INFORMATION PROVIDED: Begin
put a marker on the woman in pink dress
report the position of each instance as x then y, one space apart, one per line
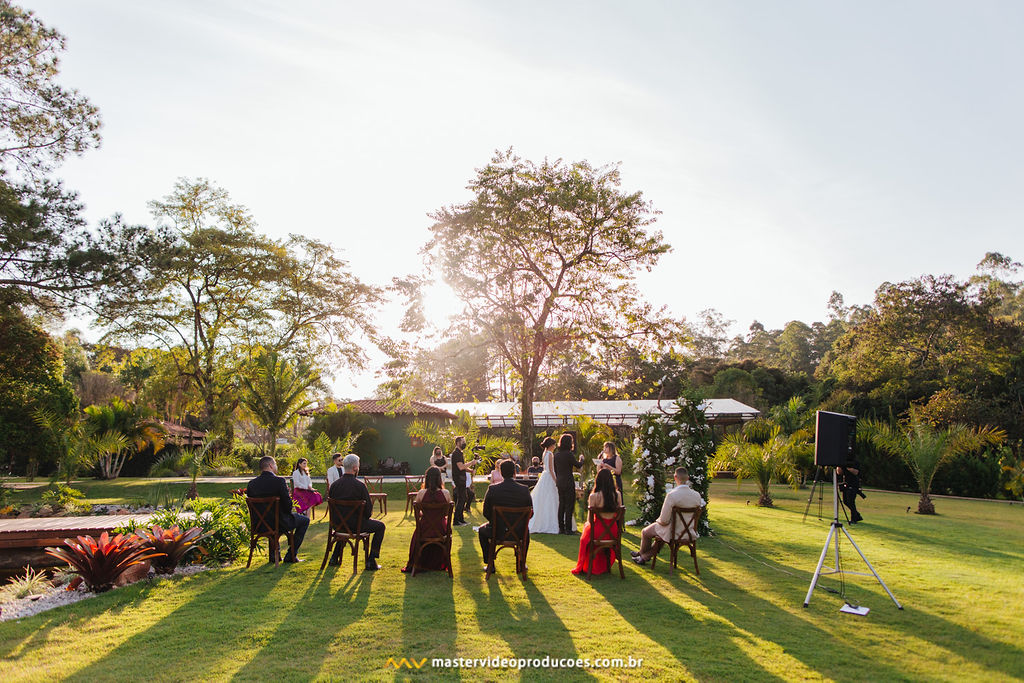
303 493
605 498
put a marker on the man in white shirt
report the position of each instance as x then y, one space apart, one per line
683 497
335 472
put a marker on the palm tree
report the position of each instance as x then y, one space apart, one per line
276 391
121 418
766 462
925 447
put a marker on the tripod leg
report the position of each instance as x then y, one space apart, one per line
821 561
882 583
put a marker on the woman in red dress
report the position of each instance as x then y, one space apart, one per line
433 523
605 498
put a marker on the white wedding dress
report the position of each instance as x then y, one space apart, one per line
545 494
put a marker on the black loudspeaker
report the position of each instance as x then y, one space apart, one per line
835 434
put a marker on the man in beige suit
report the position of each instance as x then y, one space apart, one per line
682 496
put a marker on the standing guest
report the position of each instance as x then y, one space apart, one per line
508 494
334 472
432 524
682 497
438 460
496 474
604 498
347 487
611 461
302 486
268 484
461 471
564 463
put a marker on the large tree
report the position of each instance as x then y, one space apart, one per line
INFORMATION PROVIDED: End
Reproduce each record from above exactly; pictures do not belong in the copy.

• [RESPONSE FOR THIS EXERCISE]
put a marker on the woman in pink dress
report the position of each instance as x then y, one space apart, one per line
303 493
605 498
put a marker on the man in white shirt
report the position of each instance as x then y, one space apart, one per line
683 497
335 472
put a marker on the palm tree
report the position of each instance as x then y, one space apart, one per line
276 391
121 418
766 462
925 447
put a marker on the tripod leg
report the position of each instance as x then y, one space apart, one per line
821 561
882 583
put a marker on the woman in red dress
report the position of each instance as x then y, one space apart, one per line
433 523
605 498
put a marker on the white wedding dress
report the position of each instance as x then y, one space apart, one per line
545 494
put a marker on the black loudspeaker
report the position of each instance as x then y, one space apart, one per line
835 434
put a marker on the man in beige suit
report the position of each instance as x then y, one space apart, one per line
682 496
put a marker on the standing guest
report the position of each instance as x then y, one space apart, one per line
508 494
334 472
432 524
682 497
438 460
496 474
604 498
347 487
611 461
302 486
268 484
461 471
564 463
put a marker on the large tree
report the position of each instance as x then y, one space apart, one per line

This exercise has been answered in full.